● To do: Restate all of the entries exactly, dropping any pictures they hold.

-*-

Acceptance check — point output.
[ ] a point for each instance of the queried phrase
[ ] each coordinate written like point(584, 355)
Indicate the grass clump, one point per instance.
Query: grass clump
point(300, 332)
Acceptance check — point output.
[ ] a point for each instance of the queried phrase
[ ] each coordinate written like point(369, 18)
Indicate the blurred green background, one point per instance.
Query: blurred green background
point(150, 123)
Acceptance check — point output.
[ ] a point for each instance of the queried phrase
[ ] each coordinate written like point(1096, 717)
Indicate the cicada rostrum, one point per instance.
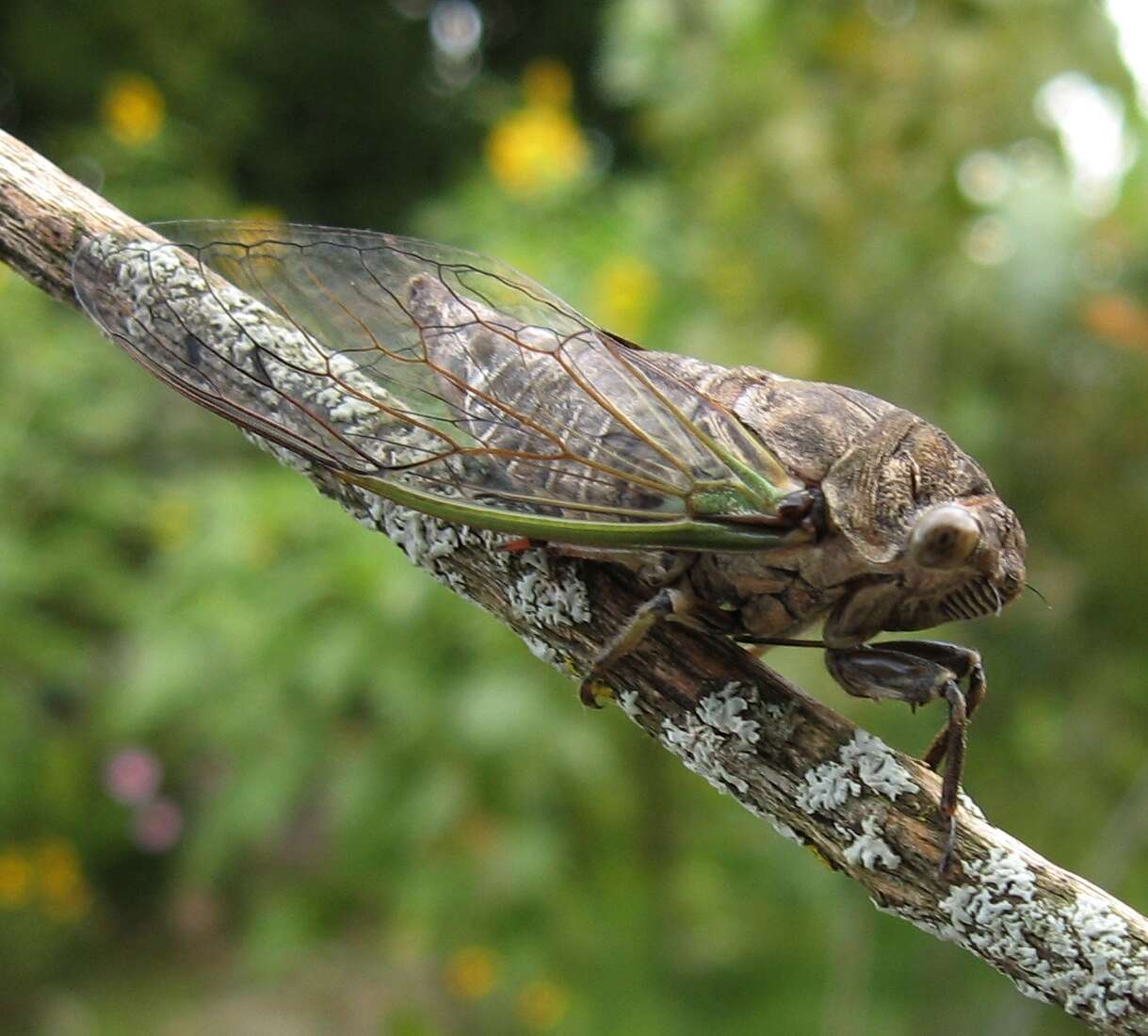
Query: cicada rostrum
point(454, 385)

-*-

● Solution for this exercise:
Acceptance check — point output.
[ ] a point for each instance of the queried phrase
[ ] each coordinate written like point(584, 355)
Indicate the grass clump, one point per instance.
Query: grass clump
point(300, 332)
Acceptance check — point output.
[ ] a point for each instance of the queried phrase
[ ] each coordinate written like point(369, 18)
Indicate the blurred green background, one point per instance.
Query: blurred green background
point(150, 123)
Acceptance check — point output.
[ ] a point for each instance of the queried phrase
[ ] each coordinate written like point(1096, 717)
Indicate the cicada rostrum, one point per instance.
Query: cicada rostrum
point(454, 385)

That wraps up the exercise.